-------- 文書の一節 --------

そこには歴史史料やいわゆる「戦記」にはまったく記録されていない、おどろくべき真実の記録がある。それらは、同じように欧州戦線をパイロットとして戦った『星の王子さま』のサン=テグジュペリ(フランス)と共通した、ある特別な視座から見た歴史の一側面であったのだろう。それは、ともに、神の高みから見た人間の愚かしさへの痛烈な『おもい』に満ちている。

比較的人道的であった(とされていた)米軍など連合軍の、じつは鬼畜にも等しい残虐な所業がなんのためらいもなく記録され、すでに当時においてリンドバーグは心を痛め激しく批判している。眼下にひろがる地平は、言いようのない残虐と悪徳に満ちていたのだ。

戦争とは、人間とは何かを考える、ほとんど知られていない第一級の史料である。

--------

## 取り組む課題
a – 下の位置ラベル付けデータの抜粋を、指示の行も含めてすべて書き写し、回答の座標の数値だけを2.5倍に拡大して整数に丸めること(0.5は切り上げ)。指示文や書式の例に出てくる数値は元のまま残す。
b – リンドバーグと戦争を論じた上の文章を、最後の文のあとから書き継ぐこと。

-------- 抽出した情報 --------

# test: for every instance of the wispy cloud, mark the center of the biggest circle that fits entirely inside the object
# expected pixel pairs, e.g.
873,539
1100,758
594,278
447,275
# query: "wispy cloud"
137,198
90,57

--------

## 順番の出力
a –
# test: for every instance of the wispy cloud, mark the center of the biggest circle that fits entirely inside the object
# expected pixel pairs, e.g.
873,539
1100,758
594,278
447,275
# query: "wispy cloud"
343,495
225,143

b –
降伏する日本兵の運命


日本軍に降伏はないとよく言われてきたが、そんなことはない。ただ、米軍の「兵士が戦場で捕虜を取ろうとしない(受け入れない)」ことが原因であったという。
捕虜をとった場合でも、英語を話せる者は尋問のため連行され、あとの連中は「一人も捕虜にされなかった」(ブログ筆者注:つまり無抵抗の捕虜を「殺害した」)

一部の海兵隊員はスーベニア用の金歯を手にいれるべく日本軍将兵の遺体を掘り起こしたそうだ。

オーストラリア軍の連中はもっとひどい。日本軍の捕虜を輸送機で南の方へ送らねばならなくなっっとき...捕虜を(飛行中の)機上から山中へ突き落とし、ジャップはハラキリをやっちまったと報告した...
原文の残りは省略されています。